▶ **ACTION ITEM**:
Please retype, character for character, the stretch of the listing from the line containing "negative clicks: (209, 161)" through the line containing "box: [165, 95, 205, 136]", including both of those lines.

(Saved entries)
--

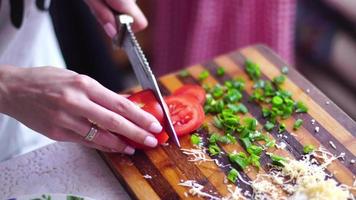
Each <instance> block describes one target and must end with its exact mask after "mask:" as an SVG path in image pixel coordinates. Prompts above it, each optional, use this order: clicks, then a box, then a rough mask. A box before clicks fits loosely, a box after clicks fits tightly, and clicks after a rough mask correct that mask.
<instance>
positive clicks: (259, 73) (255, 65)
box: [245, 60, 261, 80]
mask: <svg viewBox="0 0 356 200" xmlns="http://www.w3.org/2000/svg"><path fill="white" fill-rule="evenodd" d="M245 70H246V72H247V74H248V76H249V77H250V78H251V79H252V80H257V79H259V78H260V76H261V71H260V67H259V66H258V65H257V64H256V63H254V62H252V61H251V60H246V62H245Z"/></svg>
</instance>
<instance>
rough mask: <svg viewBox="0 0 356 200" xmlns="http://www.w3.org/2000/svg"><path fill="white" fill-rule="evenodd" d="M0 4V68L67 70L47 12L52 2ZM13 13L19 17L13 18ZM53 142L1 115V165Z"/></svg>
mask: <svg viewBox="0 0 356 200" xmlns="http://www.w3.org/2000/svg"><path fill="white" fill-rule="evenodd" d="M0 2H1V5H0V64H10V65H14V66H18V67H36V66H56V67H62V68H64V67H65V64H64V61H63V58H62V55H61V52H60V49H59V46H58V43H57V40H56V37H55V34H54V31H53V26H52V22H51V19H50V16H49V13H48V12H47V11H46V10H45V9H43V8H44V7H47V8H48V5H49V1H45V5H40V2H42V1H37V2H36V0H23V4H22V5H23V6H21V5H18V4H17V5H13V2H18V1H12V2H11V0H2V1H0ZM36 3H37V4H36ZM11 4H12V5H11ZM20 4H21V3H20ZM21 8H23V9H21ZM11 12H12V14H14V13H16V16H17V17H12V18H11V17H10V16H11ZM19 16H20V17H19ZM21 16H22V17H21ZM52 142H54V141H52V140H50V139H49V138H47V137H45V136H43V135H41V134H39V133H37V132H35V131H33V130H31V129H29V128H28V127H26V126H25V125H23V124H21V123H20V122H18V121H16V120H15V119H13V118H11V117H9V116H7V115H4V114H1V113H0V162H1V161H4V160H6V159H10V158H12V157H14V156H16V155H19V154H23V153H26V152H29V151H32V150H34V149H36V148H39V147H42V146H44V145H47V144H49V143H52Z"/></svg>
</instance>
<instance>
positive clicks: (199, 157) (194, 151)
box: [181, 147, 214, 162]
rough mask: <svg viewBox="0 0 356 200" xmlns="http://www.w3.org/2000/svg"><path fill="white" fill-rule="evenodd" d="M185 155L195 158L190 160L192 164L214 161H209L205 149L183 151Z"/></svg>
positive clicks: (183, 150) (208, 158) (208, 159)
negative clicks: (209, 161)
mask: <svg viewBox="0 0 356 200" xmlns="http://www.w3.org/2000/svg"><path fill="white" fill-rule="evenodd" d="M181 151H182V152H183V154H185V155H188V156H192V157H193V158H190V159H188V161H190V162H204V161H214V160H213V159H209V158H207V157H206V153H205V149H204V148H203V147H202V148H199V149H181Z"/></svg>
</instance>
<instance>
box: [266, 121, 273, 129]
mask: <svg viewBox="0 0 356 200" xmlns="http://www.w3.org/2000/svg"><path fill="white" fill-rule="evenodd" d="M274 126H275V124H274V123H272V122H270V121H267V122H266V123H265V126H264V127H265V129H266V130H267V131H271V130H272V129H273V128H274Z"/></svg>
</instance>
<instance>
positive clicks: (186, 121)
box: [165, 95, 205, 136]
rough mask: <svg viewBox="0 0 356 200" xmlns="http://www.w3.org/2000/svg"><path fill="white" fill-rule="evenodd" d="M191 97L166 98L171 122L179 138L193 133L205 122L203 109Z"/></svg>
mask: <svg viewBox="0 0 356 200" xmlns="http://www.w3.org/2000/svg"><path fill="white" fill-rule="evenodd" d="M194 99H195V98H194V97H192V96H191V95H179V96H176V95H171V96H168V97H165V101H166V103H167V106H168V109H169V112H170V116H171V120H172V123H173V126H174V130H175V131H176V133H177V135H178V136H183V135H187V134H189V133H191V132H192V131H194V130H196V129H197V128H199V127H200V126H201V124H202V123H203V122H204V118H205V114H204V110H203V107H202V106H201V105H200V104H199V103H197V101H195V100H194Z"/></svg>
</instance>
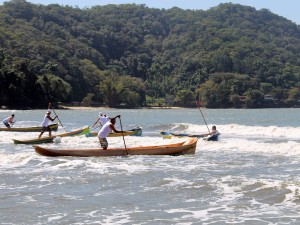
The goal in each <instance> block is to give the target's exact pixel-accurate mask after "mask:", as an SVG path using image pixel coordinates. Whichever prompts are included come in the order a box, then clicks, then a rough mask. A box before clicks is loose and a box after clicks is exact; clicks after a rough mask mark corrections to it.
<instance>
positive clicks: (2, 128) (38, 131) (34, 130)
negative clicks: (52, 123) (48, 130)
mask: <svg viewBox="0 0 300 225" xmlns="http://www.w3.org/2000/svg"><path fill="white" fill-rule="evenodd" d="M50 128H51V130H52V131H57V128H58V124H57V123H54V124H51V125H50ZM41 130H42V127H39V126H37V127H11V128H7V127H0V131H11V132H41Z"/></svg>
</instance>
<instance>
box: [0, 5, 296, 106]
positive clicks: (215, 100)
mask: <svg viewBox="0 0 300 225" xmlns="http://www.w3.org/2000/svg"><path fill="white" fill-rule="evenodd" d="M0 87H1V98H0V105H5V106H9V107H41V106H45V105H47V103H48V102H74V101H75V102H84V104H86V105H90V104H95V103H97V104H100V105H101V104H103V105H107V106H111V107H140V106H149V105H169V106H195V103H194V101H195V97H196V96H199V100H201V102H202V103H203V104H205V105H206V107H215V108H218V107H275V106H287V107H294V106H297V105H299V100H300V27H299V26H298V25H297V24H295V23H292V22H291V21H289V20H287V19H285V18H283V17H280V16H278V15H276V14H273V13H271V12H270V11H269V10H267V9H263V10H255V9H254V8H252V7H248V6H242V5H237V4H231V3H228V4H220V5H219V6H216V7H214V8H211V9H209V10H207V11H202V10H182V9H179V8H172V9H169V10H164V9H161V10H160V9H152V8H148V7H146V6H145V5H134V4H129V5H127V4H126V5H107V6H96V7H92V8H86V9H79V8H74V7H70V6H60V5H57V4H53V5H47V6H44V5H36V4H31V3H28V2H26V1H24V0H13V1H9V2H5V3H4V4H3V5H1V6H0Z"/></svg>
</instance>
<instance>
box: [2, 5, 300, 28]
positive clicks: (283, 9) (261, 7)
mask: <svg viewBox="0 0 300 225" xmlns="http://www.w3.org/2000/svg"><path fill="white" fill-rule="evenodd" d="M5 1H7V0H0V4H3V2H5ZM27 1H28V2H32V3H34V4H42V5H48V4H53V3H56V4H59V5H70V6H78V7H79V8H84V7H92V6H95V5H107V4H126V3H135V4H145V5H147V6H148V7H150V8H165V9H169V8H172V7H174V6H176V7H179V8H182V9H203V10H207V9H209V8H210V7H214V6H217V5H219V4H220V3H228V2H231V3H238V4H241V5H247V6H252V7H254V8H256V9H262V8H265V9H269V10H270V11H271V12H273V13H275V14H278V15H280V16H283V17H285V18H287V19H289V20H291V21H292V22H295V23H297V24H298V25H300V13H299V9H300V0H231V1H230V0H229V1H222V0H27Z"/></svg>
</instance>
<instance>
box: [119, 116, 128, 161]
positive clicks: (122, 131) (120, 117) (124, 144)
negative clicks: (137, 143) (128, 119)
mask: <svg viewBox="0 0 300 225" xmlns="http://www.w3.org/2000/svg"><path fill="white" fill-rule="evenodd" d="M118 117H119V119H120V126H121V131H122V137H123V142H124V147H125V151H126V155H128V152H127V148H126V143H125V138H124V134H123V126H122V121H121V116H118Z"/></svg>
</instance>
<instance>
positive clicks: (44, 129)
mask: <svg viewBox="0 0 300 225" xmlns="http://www.w3.org/2000/svg"><path fill="white" fill-rule="evenodd" d="M50 115H51V110H48V111H47V113H46V115H45V116H44V120H43V122H42V131H41V133H40V135H39V138H41V136H42V135H43V133H44V132H45V131H48V132H49V137H51V129H50V126H49V122H50V121H51V122H53V121H54V120H55V119H56V118H57V116H55V117H54V118H51V116H50Z"/></svg>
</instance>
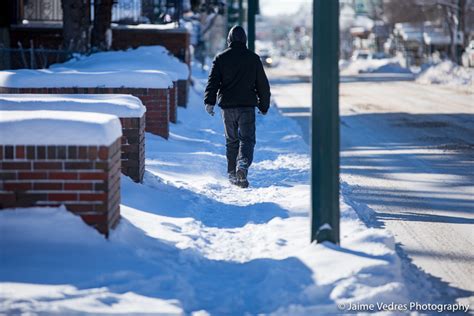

--

▶ **EXERCISE SOLUTION**:
negative clicks: (209, 161)
mask: <svg viewBox="0 0 356 200" xmlns="http://www.w3.org/2000/svg"><path fill="white" fill-rule="evenodd" d="M181 151H182V152H183V154H185V155H188V156H192V157H193V158H190V159H188V161H190V162H204V161H214V160H213V159H209V158H207V157H206V153H205V149H204V148H203V147H202V148H199V149H181Z"/></svg>
</instance>
<instance>
box: [266, 121, 273, 129]
mask: <svg viewBox="0 0 356 200" xmlns="http://www.w3.org/2000/svg"><path fill="white" fill-rule="evenodd" d="M274 126H275V124H274V123H272V122H270V121H267V122H266V123H265V126H264V127H265V129H266V130H267V131H271V130H272V129H273V128H274Z"/></svg>
</instance>
<instance>
positive clicks: (186, 121)
box: [165, 95, 205, 136]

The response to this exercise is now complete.